- [EXERCISE PROMPT]: Collect the lines of the entries where "shrub" shows up.

- [DATA FOR REVIEW]:
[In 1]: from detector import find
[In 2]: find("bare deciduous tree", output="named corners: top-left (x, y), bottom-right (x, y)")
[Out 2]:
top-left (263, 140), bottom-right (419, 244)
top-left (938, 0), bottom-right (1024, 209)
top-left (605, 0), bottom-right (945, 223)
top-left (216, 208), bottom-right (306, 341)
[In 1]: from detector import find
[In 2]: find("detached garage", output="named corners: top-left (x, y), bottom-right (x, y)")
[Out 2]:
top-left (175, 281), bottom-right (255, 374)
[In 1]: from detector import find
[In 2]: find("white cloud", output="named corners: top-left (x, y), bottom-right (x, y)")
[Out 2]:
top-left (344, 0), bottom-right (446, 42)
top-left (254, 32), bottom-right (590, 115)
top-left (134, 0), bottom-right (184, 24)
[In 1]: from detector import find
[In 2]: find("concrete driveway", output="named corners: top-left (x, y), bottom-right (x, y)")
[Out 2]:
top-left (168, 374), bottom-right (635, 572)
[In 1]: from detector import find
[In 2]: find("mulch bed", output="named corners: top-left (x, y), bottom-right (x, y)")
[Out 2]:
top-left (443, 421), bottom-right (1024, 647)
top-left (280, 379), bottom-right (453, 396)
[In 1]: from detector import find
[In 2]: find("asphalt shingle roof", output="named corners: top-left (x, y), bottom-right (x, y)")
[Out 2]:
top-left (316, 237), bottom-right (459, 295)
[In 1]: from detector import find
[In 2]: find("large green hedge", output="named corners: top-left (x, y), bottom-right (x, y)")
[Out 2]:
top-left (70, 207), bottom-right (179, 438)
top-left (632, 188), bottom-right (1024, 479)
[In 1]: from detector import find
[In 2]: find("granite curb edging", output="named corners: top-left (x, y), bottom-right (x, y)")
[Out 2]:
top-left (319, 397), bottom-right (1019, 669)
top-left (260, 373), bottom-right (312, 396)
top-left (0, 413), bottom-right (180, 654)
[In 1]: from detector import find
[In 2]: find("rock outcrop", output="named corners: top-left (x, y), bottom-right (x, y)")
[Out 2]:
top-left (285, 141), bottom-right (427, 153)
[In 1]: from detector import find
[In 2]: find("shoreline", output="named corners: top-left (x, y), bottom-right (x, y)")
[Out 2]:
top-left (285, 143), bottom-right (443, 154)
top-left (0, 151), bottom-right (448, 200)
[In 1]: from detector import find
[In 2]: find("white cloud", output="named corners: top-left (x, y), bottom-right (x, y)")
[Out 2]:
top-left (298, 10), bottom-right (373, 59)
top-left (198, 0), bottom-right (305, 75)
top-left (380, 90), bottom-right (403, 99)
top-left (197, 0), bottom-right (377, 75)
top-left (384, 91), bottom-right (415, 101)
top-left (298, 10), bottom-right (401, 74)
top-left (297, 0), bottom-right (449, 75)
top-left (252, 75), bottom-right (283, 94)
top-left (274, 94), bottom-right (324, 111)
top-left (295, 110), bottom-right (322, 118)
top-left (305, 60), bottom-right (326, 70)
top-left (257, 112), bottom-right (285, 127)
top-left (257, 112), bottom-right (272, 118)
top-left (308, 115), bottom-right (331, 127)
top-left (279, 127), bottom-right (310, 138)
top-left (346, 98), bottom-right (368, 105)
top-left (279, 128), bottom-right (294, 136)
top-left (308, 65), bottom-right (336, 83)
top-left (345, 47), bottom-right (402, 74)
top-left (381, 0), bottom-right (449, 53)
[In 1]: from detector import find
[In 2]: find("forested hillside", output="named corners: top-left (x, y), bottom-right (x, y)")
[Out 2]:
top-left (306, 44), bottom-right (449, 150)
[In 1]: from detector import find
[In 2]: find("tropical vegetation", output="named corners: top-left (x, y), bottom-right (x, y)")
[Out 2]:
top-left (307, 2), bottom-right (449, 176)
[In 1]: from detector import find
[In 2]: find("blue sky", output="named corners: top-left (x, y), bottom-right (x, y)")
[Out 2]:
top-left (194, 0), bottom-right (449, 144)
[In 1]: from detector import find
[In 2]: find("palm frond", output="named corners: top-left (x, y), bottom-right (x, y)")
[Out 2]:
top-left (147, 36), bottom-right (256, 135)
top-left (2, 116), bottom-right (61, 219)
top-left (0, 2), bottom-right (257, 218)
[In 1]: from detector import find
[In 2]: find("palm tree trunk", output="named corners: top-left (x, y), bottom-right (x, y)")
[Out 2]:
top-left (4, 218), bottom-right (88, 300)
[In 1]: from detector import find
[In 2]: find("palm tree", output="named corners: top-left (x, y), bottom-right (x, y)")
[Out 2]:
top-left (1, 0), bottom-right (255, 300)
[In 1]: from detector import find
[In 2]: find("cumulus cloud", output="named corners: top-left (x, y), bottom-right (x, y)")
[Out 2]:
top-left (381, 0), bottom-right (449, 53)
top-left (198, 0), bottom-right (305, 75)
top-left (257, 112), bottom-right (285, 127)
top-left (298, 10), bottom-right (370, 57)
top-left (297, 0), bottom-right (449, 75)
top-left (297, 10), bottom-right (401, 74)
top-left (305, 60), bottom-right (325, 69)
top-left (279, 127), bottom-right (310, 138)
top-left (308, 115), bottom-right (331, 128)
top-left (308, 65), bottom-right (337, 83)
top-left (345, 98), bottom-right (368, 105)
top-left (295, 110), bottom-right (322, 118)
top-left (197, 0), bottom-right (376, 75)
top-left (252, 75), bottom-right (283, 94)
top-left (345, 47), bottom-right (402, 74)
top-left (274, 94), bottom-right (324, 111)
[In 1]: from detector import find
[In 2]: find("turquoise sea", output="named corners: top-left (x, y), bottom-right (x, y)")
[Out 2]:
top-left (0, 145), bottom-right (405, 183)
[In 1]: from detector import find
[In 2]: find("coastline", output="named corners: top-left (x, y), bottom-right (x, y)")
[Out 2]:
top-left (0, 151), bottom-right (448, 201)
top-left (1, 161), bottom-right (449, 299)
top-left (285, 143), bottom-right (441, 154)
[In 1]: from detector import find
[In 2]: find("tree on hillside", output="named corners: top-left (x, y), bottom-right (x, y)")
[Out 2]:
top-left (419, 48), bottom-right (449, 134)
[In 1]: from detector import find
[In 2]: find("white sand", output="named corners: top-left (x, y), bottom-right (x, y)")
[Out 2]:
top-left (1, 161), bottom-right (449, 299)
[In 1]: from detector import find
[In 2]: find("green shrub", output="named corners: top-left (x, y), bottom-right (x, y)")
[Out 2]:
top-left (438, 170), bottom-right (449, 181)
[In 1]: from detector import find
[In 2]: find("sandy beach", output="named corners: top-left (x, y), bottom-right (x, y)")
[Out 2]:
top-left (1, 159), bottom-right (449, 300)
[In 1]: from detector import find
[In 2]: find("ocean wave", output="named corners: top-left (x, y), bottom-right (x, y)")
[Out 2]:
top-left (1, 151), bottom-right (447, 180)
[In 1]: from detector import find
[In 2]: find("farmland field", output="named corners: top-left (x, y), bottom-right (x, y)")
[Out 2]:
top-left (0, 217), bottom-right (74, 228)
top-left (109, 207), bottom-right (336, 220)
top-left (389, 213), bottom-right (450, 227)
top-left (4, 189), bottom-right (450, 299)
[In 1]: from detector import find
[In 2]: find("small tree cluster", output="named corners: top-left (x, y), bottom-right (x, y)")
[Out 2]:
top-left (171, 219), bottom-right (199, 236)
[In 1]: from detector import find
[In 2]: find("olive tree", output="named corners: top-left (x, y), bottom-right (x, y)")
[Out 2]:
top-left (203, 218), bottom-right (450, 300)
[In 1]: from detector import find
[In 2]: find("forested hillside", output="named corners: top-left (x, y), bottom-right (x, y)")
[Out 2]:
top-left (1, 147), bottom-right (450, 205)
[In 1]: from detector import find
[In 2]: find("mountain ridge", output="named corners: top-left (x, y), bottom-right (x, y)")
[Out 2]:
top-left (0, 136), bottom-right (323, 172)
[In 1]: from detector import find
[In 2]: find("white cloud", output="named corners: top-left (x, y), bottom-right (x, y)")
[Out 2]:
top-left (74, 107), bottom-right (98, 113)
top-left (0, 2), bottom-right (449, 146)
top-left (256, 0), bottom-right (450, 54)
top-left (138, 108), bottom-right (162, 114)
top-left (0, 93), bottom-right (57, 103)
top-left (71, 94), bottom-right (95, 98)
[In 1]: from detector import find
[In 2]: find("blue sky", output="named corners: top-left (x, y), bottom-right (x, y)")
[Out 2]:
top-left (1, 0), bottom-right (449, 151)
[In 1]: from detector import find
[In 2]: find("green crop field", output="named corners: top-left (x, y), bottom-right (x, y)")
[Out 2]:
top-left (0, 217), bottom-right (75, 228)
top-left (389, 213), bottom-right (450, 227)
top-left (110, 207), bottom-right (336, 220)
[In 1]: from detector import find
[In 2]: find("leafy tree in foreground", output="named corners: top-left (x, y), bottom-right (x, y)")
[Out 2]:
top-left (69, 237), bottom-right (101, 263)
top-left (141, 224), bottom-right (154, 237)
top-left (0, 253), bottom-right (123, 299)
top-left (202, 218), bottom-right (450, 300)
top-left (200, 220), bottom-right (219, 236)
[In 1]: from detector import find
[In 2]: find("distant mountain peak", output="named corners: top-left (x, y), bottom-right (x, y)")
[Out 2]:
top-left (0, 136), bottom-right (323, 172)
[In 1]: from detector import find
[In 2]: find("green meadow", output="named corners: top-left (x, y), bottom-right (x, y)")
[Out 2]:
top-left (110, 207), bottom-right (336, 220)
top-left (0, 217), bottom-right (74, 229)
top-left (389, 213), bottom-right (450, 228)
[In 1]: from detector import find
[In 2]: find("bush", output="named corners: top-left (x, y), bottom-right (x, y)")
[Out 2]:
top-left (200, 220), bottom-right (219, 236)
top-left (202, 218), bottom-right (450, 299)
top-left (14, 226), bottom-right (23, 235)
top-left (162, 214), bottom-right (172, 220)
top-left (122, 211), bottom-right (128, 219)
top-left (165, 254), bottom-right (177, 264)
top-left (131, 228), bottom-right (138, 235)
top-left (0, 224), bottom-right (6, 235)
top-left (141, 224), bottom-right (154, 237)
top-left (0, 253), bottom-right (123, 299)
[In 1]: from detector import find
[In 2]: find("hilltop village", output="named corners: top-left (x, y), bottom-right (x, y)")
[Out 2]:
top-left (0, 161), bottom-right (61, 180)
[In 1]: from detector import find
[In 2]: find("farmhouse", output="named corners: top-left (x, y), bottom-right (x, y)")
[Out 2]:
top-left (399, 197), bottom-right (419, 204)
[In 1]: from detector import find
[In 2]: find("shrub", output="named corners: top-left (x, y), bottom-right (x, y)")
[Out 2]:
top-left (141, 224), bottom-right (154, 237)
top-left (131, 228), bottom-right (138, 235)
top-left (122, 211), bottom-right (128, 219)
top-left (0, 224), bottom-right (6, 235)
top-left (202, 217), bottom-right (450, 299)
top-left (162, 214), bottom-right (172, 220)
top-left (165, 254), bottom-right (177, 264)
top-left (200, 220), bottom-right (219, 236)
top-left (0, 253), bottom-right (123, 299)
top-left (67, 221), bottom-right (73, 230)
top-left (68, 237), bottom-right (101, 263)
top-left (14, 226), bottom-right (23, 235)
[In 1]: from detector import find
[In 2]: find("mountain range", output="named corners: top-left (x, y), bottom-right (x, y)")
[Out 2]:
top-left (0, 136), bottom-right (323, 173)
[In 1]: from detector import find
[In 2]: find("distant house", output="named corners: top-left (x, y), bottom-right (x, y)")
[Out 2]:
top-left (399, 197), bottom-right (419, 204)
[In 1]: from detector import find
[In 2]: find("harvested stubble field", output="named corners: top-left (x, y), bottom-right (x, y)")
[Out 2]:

- [SOLVED EXERCISE]:
[In 2]: find("green shrub", output="named corners: top-left (x, y), bottom-right (x, y)")
[In 2]: find("shrub", output="named corners: top-left (x, y), bottom-right (x, y)")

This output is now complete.